Page text:
Outside of the Bay Area, few people wanted to see the Giants win. After all, they’re boring. They have no big-time stars. They win in the least sexy of fashions. And they’d already won two titles this decade. Goodness—some are starting to compare their dominance to that of the New York Yankees, a skewed compliment of sorts. Even mainstream writers like John McGrath of the Tacoma News-Tribune recently made national noise by suggesting the Giants have obtained a sort of ‘Evil Empire’ complex. (Who knows, maybe McGrath changed his name from John McGraw early in his life.)

Worse, the Giants ruined a feel-good story by denying baseball’s ultimate Cinderella, the Royals, from winning their first World Series title in 29 years after making the postseason for the first time in 29 years. The Royals had flash, dash and smiles to go all around. How dare the Giants come along and stomp it all out like the Wicked Stepmother?

Entries provided:
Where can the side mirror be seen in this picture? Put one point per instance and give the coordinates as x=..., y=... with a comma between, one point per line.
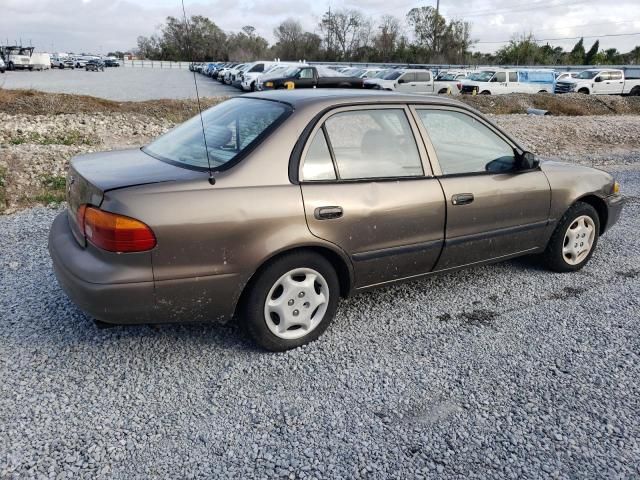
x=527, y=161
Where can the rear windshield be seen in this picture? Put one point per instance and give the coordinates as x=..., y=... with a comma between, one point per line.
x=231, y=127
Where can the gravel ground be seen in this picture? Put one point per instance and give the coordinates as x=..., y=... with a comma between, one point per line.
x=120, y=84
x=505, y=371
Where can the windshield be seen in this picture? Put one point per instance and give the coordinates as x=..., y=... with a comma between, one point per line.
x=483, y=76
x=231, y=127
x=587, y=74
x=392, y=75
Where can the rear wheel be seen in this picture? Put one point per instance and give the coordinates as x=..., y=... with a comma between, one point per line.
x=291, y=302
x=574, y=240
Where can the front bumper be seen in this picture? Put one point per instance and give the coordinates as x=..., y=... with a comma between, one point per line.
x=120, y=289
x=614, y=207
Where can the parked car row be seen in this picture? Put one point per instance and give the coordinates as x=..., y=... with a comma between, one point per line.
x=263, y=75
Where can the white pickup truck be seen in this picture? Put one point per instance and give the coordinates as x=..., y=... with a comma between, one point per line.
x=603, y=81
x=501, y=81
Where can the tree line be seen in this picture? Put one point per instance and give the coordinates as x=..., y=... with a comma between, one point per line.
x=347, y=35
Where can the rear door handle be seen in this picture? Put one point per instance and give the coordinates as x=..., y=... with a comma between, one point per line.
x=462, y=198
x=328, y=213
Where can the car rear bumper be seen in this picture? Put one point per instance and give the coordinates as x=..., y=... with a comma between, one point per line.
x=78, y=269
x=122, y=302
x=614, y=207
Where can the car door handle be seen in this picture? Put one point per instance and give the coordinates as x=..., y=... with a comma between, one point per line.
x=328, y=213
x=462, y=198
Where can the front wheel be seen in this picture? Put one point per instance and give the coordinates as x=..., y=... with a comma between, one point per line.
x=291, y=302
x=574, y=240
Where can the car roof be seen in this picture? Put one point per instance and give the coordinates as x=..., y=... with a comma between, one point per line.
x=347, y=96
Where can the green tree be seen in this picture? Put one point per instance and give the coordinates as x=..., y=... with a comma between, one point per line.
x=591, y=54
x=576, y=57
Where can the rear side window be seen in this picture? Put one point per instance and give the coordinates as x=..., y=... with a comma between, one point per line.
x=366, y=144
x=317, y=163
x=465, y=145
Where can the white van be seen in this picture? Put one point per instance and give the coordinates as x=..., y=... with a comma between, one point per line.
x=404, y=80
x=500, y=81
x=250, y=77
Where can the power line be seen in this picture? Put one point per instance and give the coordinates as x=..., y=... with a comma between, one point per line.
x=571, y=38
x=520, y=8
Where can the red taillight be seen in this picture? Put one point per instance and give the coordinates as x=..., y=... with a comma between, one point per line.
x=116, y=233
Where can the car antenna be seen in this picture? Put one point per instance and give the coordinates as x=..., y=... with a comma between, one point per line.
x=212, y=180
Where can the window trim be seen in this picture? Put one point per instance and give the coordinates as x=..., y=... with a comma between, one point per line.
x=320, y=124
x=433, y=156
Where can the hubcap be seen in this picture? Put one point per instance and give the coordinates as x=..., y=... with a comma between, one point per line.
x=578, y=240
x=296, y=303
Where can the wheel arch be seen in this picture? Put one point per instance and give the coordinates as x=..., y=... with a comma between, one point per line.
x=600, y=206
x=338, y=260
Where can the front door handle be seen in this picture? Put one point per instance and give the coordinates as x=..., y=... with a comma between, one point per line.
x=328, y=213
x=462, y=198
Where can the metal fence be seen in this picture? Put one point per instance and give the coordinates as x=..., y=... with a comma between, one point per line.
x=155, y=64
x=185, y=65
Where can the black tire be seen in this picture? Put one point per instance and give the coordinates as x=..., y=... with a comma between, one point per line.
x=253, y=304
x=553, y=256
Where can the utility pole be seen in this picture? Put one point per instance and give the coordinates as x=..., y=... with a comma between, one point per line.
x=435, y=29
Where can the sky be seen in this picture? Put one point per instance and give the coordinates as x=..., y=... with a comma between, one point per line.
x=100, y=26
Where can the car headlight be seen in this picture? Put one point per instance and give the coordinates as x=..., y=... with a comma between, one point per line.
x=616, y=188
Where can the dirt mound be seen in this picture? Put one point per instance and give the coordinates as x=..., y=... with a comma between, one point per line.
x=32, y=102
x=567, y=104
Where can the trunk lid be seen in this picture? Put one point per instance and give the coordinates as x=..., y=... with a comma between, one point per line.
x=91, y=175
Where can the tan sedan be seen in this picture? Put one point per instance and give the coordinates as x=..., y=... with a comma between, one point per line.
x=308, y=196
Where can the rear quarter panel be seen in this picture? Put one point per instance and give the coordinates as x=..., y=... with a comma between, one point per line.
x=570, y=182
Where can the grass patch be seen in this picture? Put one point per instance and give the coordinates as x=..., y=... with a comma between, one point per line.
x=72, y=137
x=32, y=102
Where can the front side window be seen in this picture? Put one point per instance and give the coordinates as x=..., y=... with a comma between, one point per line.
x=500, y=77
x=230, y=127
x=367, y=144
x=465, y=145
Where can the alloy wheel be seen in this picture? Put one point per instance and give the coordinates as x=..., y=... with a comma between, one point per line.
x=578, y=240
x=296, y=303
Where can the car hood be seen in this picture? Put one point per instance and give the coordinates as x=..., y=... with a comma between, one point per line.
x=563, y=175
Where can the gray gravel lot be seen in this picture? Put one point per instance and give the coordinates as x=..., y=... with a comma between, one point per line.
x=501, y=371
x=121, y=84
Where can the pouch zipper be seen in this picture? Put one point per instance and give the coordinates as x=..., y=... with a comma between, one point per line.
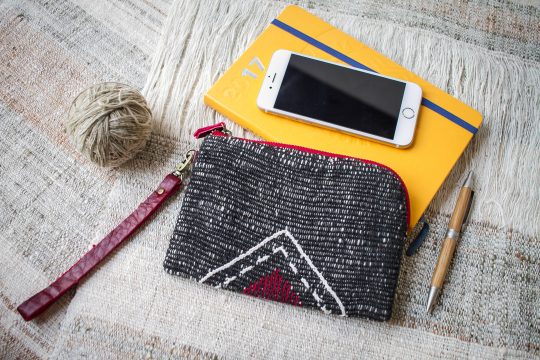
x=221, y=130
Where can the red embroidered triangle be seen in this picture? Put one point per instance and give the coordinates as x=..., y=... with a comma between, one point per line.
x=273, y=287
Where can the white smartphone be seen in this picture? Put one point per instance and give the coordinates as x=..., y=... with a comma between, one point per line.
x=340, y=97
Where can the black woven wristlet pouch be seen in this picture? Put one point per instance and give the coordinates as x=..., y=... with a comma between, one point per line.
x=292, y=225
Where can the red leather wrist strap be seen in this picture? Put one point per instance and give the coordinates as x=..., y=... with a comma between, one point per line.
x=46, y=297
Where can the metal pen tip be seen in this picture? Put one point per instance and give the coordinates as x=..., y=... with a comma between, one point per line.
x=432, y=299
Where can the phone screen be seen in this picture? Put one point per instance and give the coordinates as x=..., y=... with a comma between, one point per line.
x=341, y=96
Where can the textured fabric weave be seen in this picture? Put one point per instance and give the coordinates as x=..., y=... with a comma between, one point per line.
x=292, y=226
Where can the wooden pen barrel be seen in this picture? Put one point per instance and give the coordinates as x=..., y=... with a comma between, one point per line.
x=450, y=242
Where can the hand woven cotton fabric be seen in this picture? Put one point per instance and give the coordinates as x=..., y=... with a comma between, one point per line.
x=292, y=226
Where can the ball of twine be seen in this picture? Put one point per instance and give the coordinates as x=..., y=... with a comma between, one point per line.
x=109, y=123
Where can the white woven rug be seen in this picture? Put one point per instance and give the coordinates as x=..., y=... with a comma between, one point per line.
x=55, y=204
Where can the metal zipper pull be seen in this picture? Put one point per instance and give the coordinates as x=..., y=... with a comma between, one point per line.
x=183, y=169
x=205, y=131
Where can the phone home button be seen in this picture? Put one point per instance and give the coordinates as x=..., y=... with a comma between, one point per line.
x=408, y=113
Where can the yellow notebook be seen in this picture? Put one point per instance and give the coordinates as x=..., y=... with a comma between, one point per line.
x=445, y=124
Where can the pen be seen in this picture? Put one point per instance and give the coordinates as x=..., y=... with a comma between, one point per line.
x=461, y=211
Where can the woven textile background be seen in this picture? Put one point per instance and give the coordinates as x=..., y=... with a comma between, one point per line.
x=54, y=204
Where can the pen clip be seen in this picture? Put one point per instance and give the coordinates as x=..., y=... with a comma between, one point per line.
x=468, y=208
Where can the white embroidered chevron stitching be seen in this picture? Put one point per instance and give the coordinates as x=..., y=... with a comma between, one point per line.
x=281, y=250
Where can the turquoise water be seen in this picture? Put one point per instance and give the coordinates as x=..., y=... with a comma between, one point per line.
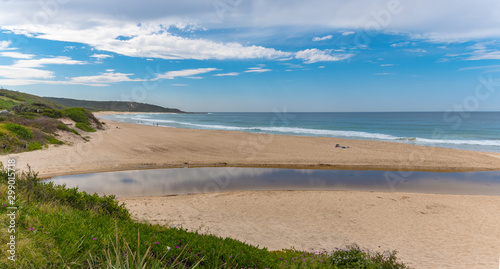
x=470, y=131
==
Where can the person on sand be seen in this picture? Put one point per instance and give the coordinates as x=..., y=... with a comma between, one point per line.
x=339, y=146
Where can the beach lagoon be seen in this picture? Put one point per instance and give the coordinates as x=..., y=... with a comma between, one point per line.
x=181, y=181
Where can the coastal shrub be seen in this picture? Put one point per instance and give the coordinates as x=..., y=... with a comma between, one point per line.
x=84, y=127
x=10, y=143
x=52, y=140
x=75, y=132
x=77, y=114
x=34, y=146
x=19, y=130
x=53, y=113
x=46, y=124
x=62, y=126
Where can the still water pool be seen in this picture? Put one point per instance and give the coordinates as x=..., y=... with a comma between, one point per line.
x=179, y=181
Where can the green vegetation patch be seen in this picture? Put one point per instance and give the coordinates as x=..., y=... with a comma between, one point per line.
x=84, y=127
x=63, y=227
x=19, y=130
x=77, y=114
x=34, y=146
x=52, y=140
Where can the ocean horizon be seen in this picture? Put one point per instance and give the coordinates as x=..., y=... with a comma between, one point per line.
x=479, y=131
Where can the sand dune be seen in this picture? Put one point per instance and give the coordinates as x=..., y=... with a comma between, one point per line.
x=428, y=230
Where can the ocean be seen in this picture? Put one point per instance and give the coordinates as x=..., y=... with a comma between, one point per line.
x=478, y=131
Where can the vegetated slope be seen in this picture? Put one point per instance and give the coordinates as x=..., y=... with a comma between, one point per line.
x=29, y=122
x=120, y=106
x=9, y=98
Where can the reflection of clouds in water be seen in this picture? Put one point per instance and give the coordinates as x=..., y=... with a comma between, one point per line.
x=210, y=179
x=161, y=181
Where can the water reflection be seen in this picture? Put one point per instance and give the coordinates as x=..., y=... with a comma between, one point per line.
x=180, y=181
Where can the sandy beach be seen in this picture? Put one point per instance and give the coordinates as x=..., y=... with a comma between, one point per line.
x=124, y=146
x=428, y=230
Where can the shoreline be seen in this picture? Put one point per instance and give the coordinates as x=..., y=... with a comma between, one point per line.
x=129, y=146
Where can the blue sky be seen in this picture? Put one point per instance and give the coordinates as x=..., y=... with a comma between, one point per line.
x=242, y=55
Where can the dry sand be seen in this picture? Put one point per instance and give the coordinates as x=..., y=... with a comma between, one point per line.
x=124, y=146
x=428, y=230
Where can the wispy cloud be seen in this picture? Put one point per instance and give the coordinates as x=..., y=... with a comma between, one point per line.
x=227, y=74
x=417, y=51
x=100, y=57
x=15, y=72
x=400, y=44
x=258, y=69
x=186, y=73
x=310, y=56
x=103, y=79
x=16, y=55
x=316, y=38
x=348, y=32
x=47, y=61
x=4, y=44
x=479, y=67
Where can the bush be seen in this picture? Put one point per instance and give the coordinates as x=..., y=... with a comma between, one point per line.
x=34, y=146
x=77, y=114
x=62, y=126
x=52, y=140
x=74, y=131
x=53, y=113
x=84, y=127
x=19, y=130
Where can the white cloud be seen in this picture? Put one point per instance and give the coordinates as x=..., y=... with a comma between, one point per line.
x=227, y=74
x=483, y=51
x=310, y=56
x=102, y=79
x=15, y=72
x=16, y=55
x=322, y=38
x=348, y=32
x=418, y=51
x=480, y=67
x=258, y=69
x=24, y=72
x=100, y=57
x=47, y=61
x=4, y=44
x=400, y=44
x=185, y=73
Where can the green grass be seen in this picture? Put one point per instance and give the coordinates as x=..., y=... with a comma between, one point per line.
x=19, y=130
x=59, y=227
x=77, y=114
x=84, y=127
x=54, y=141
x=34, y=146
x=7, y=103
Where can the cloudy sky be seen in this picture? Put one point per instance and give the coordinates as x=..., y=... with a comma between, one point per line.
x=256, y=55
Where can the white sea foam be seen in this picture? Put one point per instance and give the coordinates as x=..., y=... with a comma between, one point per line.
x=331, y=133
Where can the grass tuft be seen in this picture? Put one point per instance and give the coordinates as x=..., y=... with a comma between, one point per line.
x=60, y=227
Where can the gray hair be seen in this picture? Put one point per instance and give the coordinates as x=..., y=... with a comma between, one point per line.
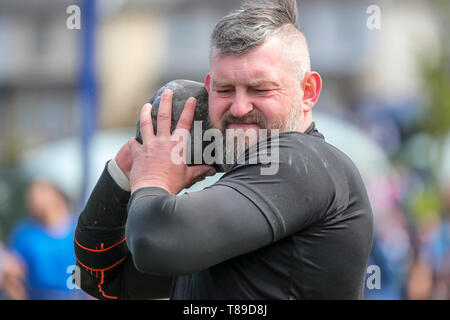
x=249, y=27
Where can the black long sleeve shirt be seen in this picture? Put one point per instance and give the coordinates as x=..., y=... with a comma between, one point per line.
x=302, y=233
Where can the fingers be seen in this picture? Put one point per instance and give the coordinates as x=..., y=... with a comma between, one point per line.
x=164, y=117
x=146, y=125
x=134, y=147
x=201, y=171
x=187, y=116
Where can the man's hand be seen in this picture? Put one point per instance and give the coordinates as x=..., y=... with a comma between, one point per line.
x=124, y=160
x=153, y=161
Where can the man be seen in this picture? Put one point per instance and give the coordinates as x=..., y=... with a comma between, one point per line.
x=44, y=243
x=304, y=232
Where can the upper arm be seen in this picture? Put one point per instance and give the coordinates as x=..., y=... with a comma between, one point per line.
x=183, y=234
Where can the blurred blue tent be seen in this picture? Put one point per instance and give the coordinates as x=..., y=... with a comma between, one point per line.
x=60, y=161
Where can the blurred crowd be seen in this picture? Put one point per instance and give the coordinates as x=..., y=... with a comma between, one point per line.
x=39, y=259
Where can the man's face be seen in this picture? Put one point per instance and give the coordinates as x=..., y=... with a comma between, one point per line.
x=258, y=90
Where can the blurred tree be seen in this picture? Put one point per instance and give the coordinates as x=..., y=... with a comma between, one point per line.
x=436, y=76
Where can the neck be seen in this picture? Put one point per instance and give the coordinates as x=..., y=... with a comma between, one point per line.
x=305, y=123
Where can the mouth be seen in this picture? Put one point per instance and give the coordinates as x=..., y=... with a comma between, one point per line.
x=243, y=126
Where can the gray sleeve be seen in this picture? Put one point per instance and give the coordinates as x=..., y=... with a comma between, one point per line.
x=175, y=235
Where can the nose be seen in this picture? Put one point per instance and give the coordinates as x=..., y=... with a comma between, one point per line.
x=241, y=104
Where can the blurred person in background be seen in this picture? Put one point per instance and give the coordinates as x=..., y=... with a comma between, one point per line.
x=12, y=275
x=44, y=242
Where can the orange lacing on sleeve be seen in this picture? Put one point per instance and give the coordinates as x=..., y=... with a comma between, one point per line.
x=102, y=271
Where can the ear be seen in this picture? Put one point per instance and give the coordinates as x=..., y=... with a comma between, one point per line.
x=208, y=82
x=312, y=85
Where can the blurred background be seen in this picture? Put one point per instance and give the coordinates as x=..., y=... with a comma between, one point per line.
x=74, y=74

Requirement: Write out the part of the Giants text that begins at the words "Outside of the" and ends after "in his life.)", word for word.

Correct answer:
Outside of the Bay Area, few people wanted to see the Giants win. After all, they’re boring. They have no big-time stars. They win in the least sexy of fashions. And they’d already won two titles this decade. Goodness—some are starting to compare their dominance to that of the New York Yankees, a skewed compliment of sorts. Even mainstream writers like John McGrath of the Tacoma News-Tribune recently made national noise by suggesting the Giants have obtained a sort of ‘Evil Empire’ complex. (Who knows, maybe McGrath changed his name from John McGraw early in his life.)